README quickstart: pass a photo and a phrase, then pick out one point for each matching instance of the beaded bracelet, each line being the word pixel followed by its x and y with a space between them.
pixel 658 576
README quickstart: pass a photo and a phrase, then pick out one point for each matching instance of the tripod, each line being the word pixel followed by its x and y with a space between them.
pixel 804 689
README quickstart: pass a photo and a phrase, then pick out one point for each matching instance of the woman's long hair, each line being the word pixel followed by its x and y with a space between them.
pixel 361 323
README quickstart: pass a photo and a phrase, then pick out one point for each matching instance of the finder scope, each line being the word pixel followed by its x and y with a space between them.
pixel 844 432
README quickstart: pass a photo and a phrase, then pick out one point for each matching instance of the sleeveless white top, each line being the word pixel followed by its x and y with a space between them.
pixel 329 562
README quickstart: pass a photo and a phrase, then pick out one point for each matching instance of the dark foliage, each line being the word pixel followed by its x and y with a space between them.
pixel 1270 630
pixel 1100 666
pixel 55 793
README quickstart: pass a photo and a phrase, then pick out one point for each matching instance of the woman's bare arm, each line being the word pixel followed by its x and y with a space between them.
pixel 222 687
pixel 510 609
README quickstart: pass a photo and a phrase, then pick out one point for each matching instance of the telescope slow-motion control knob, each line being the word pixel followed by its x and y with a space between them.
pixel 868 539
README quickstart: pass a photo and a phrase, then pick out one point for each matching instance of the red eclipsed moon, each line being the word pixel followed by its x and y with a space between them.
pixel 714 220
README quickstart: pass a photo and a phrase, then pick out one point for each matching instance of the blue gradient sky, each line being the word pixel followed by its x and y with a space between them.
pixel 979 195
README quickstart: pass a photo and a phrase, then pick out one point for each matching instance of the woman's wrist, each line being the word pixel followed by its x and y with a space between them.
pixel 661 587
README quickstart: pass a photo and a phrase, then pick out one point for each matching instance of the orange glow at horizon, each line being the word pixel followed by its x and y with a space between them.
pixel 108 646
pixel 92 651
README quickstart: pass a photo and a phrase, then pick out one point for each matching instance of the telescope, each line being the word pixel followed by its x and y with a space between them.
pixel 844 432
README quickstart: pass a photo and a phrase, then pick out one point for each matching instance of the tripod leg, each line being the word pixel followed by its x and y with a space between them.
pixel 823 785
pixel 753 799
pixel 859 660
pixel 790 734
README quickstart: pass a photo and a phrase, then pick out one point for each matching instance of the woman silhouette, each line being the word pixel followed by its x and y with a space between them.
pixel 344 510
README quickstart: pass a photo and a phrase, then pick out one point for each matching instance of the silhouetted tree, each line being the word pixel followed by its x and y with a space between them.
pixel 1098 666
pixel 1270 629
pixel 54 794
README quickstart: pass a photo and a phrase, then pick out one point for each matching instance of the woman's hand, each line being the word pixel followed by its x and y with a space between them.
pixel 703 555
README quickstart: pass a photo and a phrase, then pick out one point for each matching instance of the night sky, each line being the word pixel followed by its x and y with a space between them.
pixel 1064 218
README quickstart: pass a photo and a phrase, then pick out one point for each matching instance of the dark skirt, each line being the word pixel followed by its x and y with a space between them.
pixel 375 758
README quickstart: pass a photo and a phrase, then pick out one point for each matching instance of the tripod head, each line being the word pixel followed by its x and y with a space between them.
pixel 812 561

────────

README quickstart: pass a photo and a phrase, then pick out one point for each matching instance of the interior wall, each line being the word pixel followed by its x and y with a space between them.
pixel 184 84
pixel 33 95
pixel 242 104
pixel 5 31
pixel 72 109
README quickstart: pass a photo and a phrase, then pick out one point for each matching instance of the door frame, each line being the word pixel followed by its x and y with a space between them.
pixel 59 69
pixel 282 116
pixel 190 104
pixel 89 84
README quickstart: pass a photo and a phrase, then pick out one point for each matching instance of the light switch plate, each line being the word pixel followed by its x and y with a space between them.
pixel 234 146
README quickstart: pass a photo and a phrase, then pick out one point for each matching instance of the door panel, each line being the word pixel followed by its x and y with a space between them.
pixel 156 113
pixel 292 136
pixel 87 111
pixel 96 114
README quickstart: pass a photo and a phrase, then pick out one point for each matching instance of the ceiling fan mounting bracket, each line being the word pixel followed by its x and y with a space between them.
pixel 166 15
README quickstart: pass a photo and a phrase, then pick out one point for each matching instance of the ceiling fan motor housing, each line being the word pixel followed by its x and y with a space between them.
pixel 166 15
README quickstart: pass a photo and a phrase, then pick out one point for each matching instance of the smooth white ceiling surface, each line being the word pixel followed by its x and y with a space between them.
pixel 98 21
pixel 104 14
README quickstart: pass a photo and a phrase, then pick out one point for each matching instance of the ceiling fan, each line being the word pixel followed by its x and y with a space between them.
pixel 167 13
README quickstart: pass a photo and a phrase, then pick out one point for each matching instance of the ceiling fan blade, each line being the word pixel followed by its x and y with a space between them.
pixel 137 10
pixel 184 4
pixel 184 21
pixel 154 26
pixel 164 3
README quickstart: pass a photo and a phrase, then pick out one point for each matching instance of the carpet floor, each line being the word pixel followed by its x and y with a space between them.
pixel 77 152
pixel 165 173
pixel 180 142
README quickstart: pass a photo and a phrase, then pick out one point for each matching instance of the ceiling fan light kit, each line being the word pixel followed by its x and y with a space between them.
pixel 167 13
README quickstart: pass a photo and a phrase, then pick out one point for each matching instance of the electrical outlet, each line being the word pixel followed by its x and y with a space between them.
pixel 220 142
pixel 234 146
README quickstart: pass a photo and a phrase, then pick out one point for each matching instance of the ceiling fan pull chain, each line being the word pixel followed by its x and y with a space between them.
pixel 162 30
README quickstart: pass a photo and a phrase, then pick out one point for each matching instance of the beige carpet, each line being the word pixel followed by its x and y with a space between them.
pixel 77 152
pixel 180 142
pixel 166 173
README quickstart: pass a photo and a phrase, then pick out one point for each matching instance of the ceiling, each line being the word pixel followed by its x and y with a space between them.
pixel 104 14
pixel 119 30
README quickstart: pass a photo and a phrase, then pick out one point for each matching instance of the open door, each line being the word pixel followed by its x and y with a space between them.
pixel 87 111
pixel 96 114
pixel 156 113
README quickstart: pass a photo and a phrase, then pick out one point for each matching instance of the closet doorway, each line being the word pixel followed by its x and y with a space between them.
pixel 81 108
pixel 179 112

────────

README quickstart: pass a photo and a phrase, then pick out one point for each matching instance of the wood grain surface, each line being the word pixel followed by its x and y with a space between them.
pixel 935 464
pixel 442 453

────────

* Exercise
Write out the listing from the line containing "dark skirt, each" up to and including the line containing "pixel 812 561".

* Exercise answer
README quickstart: pass a photo and a phrase, then pick out one point for each matching instance of the dark skirt, each line being the word pixel followed by its x and y with a space between them.
pixel 375 758
README quickstart: pass a photo and a phrase, then pick out one point for each matching instance of the tripod head, each line being the word pixel followed by its x and y with a space between them.
pixel 812 561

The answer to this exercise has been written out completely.